Data provided:
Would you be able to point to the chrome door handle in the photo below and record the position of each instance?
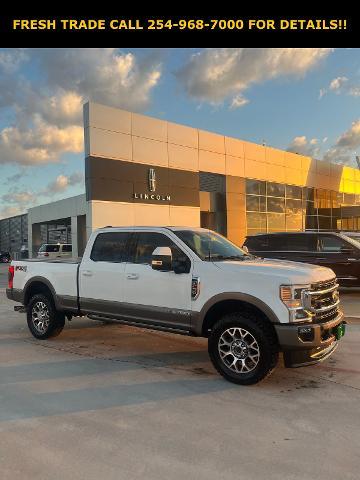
(87, 273)
(132, 276)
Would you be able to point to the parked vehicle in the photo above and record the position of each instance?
(55, 250)
(190, 281)
(329, 249)
(5, 257)
(352, 235)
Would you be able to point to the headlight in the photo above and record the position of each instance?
(292, 297)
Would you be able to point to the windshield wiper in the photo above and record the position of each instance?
(228, 257)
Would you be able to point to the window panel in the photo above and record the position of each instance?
(293, 206)
(256, 220)
(255, 187)
(276, 205)
(276, 221)
(294, 222)
(252, 203)
(293, 191)
(275, 189)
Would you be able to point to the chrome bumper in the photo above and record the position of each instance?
(317, 344)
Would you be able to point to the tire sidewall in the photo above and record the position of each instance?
(265, 361)
(56, 322)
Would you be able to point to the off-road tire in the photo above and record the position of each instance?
(266, 342)
(56, 320)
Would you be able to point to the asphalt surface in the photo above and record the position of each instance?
(114, 402)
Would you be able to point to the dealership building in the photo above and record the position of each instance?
(141, 170)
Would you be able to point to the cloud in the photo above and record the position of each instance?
(341, 85)
(39, 143)
(63, 182)
(304, 146)
(214, 75)
(344, 150)
(47, 106)
(10, 211)
(20, 200)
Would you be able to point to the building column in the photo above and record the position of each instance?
(34, 239)
(74, 236)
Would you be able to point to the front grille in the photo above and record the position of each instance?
(323, 300)
(323, 285)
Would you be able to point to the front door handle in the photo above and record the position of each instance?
(132, 276)
(87, 273)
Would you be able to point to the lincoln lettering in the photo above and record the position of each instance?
(152, 196)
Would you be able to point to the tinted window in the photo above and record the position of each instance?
(298, 242)
(331, 243)
(286, 242)
(110, 247)
(51, 248)
(146, 244)
(257, 243)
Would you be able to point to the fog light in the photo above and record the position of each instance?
(306, 334)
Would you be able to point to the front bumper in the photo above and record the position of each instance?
(316, 345)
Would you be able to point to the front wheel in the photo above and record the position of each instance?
(44, 321)
(243, 348)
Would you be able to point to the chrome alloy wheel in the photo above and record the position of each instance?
(239, 350)
(40, 317)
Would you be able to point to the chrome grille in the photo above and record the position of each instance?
(322, 300)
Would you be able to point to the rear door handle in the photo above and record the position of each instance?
(132, 276)
(87, 273)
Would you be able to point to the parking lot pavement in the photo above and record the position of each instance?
(114, 402)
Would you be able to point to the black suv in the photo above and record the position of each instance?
(5, 257)
(329, 249)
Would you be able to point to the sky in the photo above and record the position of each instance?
(302, 100)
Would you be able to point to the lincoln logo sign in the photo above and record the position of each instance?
(152, 180)
(152, 189)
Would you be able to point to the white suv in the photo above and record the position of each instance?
(50, 250)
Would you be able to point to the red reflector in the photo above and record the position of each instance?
(11, 277)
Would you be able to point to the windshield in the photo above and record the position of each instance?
(354, 239)
(211, 246)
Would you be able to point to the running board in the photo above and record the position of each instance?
(149, 326)
(20, 308)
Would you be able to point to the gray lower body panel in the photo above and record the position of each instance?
(134, 313)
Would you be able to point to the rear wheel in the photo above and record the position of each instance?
(44, 321)
(243, 348)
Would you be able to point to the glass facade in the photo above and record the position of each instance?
(14, 234)
(274, 207)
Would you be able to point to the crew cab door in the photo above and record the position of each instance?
(151, 296)
(101, 274)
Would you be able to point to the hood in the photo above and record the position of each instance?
(286, 272)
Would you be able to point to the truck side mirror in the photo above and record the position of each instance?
(161, 259)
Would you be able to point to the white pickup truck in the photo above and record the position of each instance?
(191, 281)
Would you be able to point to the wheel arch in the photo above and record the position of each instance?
(230, 302)
(39, 285)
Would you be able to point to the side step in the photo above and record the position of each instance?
(20, 308)
(150, 326)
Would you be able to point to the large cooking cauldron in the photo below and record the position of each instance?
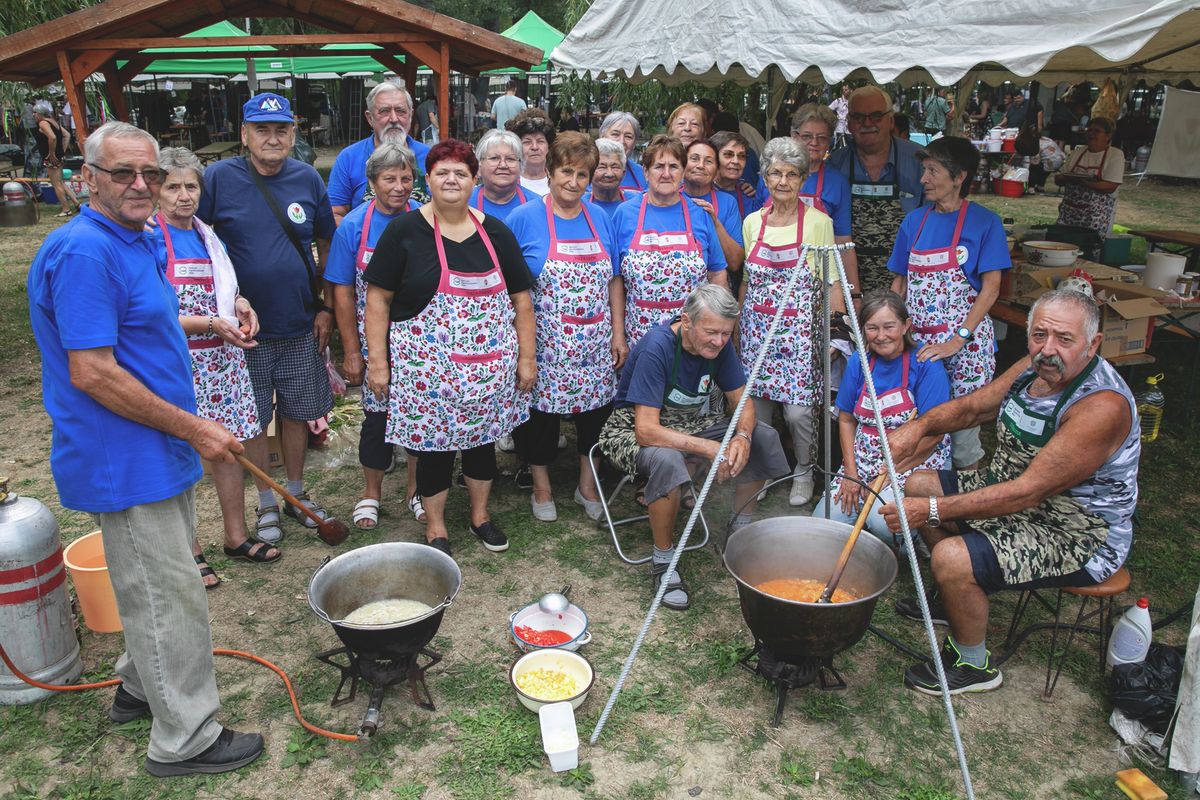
(388, 571)
(807, 548)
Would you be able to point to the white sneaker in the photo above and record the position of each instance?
(544, 511)
(802, 491)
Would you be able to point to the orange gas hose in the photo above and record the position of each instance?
(220, 651)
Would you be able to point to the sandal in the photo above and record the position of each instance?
(255, 552)
(268, 528)
(303, 518)
(366, 511)
(417, 507)
(207, 571)
(676, 587)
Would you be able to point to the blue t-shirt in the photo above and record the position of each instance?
(270, 272)
(726, 211)
(343, 251)
(348, 178)
(501, 212)
(667, 218)
(646, 377)
(983, 246)
(634, 178)
(901, 162)
(928, 382)
(610, 208)
(96, 284)
(528, 224)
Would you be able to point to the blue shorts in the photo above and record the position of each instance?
(984, 564)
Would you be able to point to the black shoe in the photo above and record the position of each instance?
(493, 537)
(127, 708)
(960, 675)
(231, 751)
(910, 608)
(525, 477)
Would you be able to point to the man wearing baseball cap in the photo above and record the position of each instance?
(269, 209)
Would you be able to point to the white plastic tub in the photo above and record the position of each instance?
(559, 738)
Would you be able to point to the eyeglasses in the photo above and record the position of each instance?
(874, 116)
(126, 176)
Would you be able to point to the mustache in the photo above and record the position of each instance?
(1049, 361)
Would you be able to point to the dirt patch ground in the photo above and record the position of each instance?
(690, 722)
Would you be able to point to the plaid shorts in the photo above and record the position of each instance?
(293, 372)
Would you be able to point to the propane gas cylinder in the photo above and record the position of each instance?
(36, 626)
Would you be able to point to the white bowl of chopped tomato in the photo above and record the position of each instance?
(533, 629)
(551, 675)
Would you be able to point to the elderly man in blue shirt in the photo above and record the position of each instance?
(117, 382)
(390, 115)
(885, 184)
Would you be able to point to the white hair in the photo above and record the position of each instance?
(611, 148)
(94, 145)
(496, 138)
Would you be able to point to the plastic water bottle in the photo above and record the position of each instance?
(1150, 408)
(1131, 636)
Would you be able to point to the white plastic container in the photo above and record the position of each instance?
(1131, 636)
(559, 738)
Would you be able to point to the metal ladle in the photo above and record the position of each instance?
(555, 602)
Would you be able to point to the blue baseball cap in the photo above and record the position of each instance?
(267, 107)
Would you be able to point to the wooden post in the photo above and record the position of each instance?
(444, 92)
(75, 96)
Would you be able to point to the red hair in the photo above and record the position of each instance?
(451, 150)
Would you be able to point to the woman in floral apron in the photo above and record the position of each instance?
(448, 300)
(579, 305)
(390, 174)
(905, 388)
(220, 324)
(669, 245)
(948, 259)
(791, 373)
(1091, 179)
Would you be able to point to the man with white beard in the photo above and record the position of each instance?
(389, 114)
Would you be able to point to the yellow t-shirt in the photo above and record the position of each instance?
(817, 230)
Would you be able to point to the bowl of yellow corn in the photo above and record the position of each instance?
(552, 675)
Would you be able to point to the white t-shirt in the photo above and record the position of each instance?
(1083, 161)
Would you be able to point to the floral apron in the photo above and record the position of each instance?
(814, 200)
(790, 372)
(683, 409)
(876, 214)
(570, 300)
(1085, 206)
(454, 365)
(660, 270)
(371, 404)
(897, 407)
(223, 392)
(940, 298)
(1057, 536)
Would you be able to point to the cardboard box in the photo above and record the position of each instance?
(1127, 314)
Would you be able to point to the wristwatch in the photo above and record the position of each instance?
(934, 519)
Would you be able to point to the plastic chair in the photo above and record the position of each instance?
(606, 503)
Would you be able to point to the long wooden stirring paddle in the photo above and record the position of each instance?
(844, 559)
(333, 531)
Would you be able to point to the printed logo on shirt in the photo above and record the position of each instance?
(579, 247)
(651, 239)
(474, 282)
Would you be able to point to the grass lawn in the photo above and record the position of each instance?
(689, 723)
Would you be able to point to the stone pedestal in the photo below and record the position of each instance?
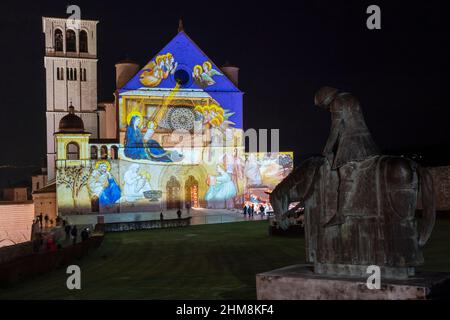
(299, 282)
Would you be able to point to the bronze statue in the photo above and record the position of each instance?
(360, 206)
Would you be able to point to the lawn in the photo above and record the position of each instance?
(198, 262)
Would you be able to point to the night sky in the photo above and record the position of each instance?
(285, 52)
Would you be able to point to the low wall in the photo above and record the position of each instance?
(10, 253)
(39, 263)
(149, 224)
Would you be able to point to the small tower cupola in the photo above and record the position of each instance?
(71, 123)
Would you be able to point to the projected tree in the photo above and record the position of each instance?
(74, 179)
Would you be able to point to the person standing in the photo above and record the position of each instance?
(74, 234)
(67, 230)
(262, 210)
(84, 235)
(40, 219)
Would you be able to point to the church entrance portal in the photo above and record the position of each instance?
(173, 193)
(191, 189)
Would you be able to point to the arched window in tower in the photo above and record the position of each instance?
(58, 40)
(71, 41)
(114, 152)
(72, 151)
(94, 152)
(104, 152)
(83, 41)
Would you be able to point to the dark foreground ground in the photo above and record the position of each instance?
(198, 262)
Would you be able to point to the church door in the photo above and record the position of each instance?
(173, 193)
(191, 192)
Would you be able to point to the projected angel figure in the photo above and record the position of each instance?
(221, 190)
(142, 147)
(203, 75)
(136, 182)
(157, 70)
(102, 186)
(214, 116)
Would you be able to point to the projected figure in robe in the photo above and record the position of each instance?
(142, 147)
(102, 186)
(136, 182)
(221, 190)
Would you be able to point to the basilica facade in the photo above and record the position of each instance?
(172, 138)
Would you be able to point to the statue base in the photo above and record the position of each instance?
(360, 271)
(299, 282)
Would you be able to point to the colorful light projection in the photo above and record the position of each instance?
(263, 171)
(178, 97)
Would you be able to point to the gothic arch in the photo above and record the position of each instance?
(71, 41)
(72, 151)
(104, 152)
(83, 42)
(59, 40)
(173, 193)
(94, 152)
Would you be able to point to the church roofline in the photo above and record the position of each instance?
(65, 19)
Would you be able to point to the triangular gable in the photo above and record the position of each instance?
(188, 56)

Task statement:
Return only the lines running from the line with "Would you be able to point to the dark" to the last line of the records, both included, exactly as written.

Output for this task:
Would you be able to point to the dark foreground ground in the photo above and record the position of each instance?
(198, 262)
Would you be able to point to the church door in the photo above and record the position of each instance?
(173, 193)
(191, 192)
Would you be able to point to the projected angel figure in the photo above and record the position of each instance?
(221, 190)
(142, 147)
(203, 75)
(136, 182)
(157, 70)
(102, 186)
(214, 116)
Would you be able to point to the projected figure in robe in the photo above and record the position of each instance?
(142, 147)
(102, 186)
(136, 182)
(221, 190)
Would you be able to point to the basilica facade in the photo above and record the position of each instance?
(172, 138)
Would you be able to point to the statue base in the photo above and record the position of each instance?
(360, 271)
(299, 282)
Would you be able to point to the colorful light projection in the photo above and record the position of each instance?
(263, 171)
(178, 97)
Would you be able to point to the gothic arch in the photo above and record the position of each instance?
(71, 41)
(72, 151)
(104, 152)
(83, 42)
(59, 40)
(173, 193)
(94, 152)
Would you be able to point to the church roofline in the photo above and record the position of each instance?
(65, 19)
Would you be able to point to the triangular gable in the photo above and record the position of each instance?
(188, 56)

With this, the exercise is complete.